Section 1.01.  Definitions
               -----------

          For all purposes of this Indenture, except as otherwise expressly
provided or unless the context otherwise requires:

          (1) the terms defined in this Article have the meanings assigned to
     them in this Article and include the plural as well as the singular;

          (2) all other terms used herein which are defined in the Trust
     Indenture Act, either directly or by reference therein, have the meanings
     assigned to them therein;

          (3) all accounting terms not otherwise defined herein have the
     meanings assigned to them in accordance with generally accepted accounting
     principles, and, except as otherwise herein expressly provided, the term
     "generally accepted accounting principles" with respect to any computation
     required or permitted hereunder shall mean

<PAGE>
 
     such accounting principles as are generally accepted and consistently
     applied in the United States which are in effect on the date of this
     Indenture; and

          (4)  the words "herein," "hereof" and "hereunder" and other words of
     similar import refer to this Indenture as a whole and not to any particular
     Article, Section or other subdivision.

• _GIVEN TASK A_
From the records, reproduce word for word everything from the line containing "dark hair and report the position of each." down to the line containing "computer and report the position of each.", including both of those lines.
The records that follow have no connection to the definitions text above.

• _STORED ROWS_
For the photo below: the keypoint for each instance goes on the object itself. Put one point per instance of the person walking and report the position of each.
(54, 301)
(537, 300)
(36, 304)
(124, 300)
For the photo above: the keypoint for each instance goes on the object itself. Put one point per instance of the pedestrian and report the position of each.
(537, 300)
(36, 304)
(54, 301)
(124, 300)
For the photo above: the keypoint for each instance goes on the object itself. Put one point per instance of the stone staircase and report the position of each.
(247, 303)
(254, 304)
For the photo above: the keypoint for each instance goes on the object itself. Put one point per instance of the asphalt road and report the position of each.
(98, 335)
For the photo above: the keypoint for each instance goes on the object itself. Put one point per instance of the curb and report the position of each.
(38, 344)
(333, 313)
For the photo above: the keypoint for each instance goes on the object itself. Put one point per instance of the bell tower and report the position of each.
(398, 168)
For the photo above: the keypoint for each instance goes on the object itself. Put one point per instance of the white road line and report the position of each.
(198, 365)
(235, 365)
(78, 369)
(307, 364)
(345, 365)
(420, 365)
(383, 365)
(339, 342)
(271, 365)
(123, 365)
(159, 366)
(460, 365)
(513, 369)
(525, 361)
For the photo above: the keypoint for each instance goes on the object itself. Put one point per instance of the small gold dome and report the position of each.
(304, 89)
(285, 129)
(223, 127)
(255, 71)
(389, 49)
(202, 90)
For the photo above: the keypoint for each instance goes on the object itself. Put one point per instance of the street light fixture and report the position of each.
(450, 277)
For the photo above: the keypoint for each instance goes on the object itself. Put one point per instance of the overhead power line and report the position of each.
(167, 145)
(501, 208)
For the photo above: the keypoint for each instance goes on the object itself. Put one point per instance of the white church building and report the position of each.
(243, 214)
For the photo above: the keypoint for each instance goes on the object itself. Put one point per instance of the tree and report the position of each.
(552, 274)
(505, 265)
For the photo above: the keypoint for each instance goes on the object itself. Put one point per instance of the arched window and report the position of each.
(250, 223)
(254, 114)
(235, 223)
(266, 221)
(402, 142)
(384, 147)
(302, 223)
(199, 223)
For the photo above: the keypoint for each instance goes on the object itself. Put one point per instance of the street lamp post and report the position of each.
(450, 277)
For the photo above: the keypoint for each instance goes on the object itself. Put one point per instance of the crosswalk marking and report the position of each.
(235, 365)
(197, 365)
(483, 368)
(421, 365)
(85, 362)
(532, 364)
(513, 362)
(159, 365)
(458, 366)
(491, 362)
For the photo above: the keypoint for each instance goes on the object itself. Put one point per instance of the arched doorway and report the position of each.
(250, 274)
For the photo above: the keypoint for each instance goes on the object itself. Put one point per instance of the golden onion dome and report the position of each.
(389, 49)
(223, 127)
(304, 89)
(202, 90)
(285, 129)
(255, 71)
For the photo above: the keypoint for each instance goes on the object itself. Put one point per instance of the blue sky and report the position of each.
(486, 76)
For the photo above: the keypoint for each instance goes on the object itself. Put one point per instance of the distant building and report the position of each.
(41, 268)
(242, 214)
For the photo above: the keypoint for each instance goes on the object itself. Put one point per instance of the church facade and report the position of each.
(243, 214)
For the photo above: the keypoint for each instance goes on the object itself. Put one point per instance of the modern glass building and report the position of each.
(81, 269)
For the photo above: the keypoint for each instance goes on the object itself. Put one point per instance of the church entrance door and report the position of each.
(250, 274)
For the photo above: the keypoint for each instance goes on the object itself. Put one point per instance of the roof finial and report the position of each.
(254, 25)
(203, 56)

...

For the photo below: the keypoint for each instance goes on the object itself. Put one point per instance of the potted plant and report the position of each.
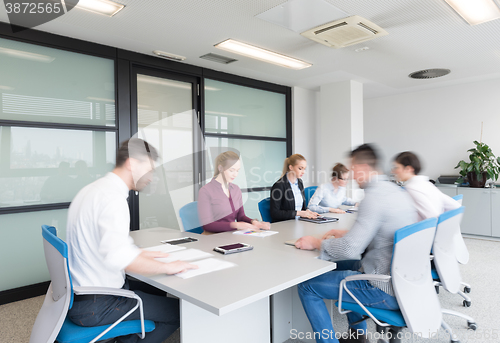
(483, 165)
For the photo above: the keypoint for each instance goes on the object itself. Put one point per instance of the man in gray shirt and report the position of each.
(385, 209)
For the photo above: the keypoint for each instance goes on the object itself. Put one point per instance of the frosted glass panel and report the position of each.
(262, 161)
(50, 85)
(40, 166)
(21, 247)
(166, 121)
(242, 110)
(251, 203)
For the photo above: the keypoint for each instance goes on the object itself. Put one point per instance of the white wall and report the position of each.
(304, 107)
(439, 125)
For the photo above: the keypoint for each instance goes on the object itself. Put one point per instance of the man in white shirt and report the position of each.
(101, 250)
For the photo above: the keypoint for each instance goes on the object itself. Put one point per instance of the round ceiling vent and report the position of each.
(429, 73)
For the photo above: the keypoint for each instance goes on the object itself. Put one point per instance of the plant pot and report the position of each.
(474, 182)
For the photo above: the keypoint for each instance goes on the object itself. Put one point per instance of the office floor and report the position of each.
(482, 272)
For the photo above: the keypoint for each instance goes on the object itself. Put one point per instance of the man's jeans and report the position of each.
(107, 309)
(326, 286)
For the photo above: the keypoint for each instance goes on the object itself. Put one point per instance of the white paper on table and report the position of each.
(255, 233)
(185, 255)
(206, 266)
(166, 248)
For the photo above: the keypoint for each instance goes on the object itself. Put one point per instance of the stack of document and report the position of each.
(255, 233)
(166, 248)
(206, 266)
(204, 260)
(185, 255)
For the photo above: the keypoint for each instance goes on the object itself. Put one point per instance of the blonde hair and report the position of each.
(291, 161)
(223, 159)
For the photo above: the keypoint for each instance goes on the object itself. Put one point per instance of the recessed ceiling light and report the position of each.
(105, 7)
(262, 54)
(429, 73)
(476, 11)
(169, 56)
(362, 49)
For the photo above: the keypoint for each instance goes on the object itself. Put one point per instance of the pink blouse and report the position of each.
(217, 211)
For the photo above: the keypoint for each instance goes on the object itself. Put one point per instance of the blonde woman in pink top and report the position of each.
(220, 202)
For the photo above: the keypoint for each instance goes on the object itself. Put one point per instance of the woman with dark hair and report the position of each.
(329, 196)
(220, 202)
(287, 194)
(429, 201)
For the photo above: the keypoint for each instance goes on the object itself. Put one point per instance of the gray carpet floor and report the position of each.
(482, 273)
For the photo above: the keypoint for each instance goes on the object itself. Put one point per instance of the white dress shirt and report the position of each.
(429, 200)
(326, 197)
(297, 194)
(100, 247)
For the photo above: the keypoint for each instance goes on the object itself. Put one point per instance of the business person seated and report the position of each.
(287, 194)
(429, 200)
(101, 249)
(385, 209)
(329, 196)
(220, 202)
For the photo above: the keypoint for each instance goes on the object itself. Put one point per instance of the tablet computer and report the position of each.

• _GIVEN TASK B_
Answer these questions from the definitions section:
(i) What meanings apply to terms used herein that are defined in the Trust Indenture Act?
(ii) In which country must the accounting principles be generally accepted and consistently applied?
(iii) What do the words "herein," "hereof" and "hereunder" refer to?

• _WRITTEN REPLY A_
For the photo above: the keypoint for each instance goes on the object itself. Put one point per instance of the woman with dark hair and report the position of each.
(329, 196)
(220, 202)
(287, 194)
(429, 201)
For the photo above: the keypoint for each instance goes on the object itself. Put one point per instance of the gray carpet floor and report the position of each.
(482, 273)
For the photo above: the keypoint for each instance goes on the object itself. Put one point per instance of the white dress shirt and report the position of each.
(429, 200)
(326, 197)
(297, 194)
(100, 247)
For the photo above: the keypoint for each instance goes on the object itself. Put one point per instance of the business person seated and report the position of each.
(287, 194)
(429, 200)
(101, 249)
(385, 209)
(329, 196)
(220, 202)
For the photo above: the keypoint for each instance goes on the object itself. Put one point per instance of the tablet computer and report the position of each.

• _WRITTEN REPLY B_
(i) The meanings assigned to them in the Trust Indenture Act, whether the definition there is direct or by reference.
(ii) The United States.
(iii) This Indenture as a whole, not any particular Article, Section or other subdivision.